--- BEGIN ---

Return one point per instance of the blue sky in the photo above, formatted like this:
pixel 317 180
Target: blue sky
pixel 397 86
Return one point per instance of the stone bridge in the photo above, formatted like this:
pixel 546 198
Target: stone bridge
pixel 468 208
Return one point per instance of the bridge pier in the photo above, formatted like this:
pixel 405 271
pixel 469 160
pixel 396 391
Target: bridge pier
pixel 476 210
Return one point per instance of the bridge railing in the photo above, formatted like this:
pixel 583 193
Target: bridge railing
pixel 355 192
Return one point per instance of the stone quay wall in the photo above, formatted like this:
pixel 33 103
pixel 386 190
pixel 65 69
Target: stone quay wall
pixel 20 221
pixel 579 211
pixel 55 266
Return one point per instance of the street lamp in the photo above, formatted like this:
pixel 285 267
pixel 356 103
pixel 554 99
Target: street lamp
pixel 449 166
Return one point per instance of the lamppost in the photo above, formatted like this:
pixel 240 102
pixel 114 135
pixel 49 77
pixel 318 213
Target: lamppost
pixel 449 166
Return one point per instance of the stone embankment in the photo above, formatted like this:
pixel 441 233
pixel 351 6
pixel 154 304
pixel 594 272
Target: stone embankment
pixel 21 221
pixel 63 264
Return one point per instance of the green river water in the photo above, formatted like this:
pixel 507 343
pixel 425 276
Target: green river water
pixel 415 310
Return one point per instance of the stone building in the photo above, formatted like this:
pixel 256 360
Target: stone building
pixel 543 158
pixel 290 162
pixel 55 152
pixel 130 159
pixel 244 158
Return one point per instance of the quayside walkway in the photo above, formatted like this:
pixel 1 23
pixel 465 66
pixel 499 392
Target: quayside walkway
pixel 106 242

--- END ---

**Instruction:**
Could you put the records, from the start through the line that contains "pixel 468 208" (both ends included and nothing past it), into a Markdown table? Use a Row column to number each line and a Text column to hold the line itself, leaving out any blank lines.

**Solved exercise:**
| Row | Text |
|---|---|
| 1 | Return one point per instance of the blue sky in the photo above, formatted like this: |
| 2 | pixel 317 180 |
| 3 | Target: blue sky |
| 4 | pixel 397 86 |
| 5 | Return one point per instance of the stone bridge in the photo above, formatted like this: |
| 6 | pixel 546 198 |
| 7 | Target: stone bridge |
| 8 | pixel 468 208 |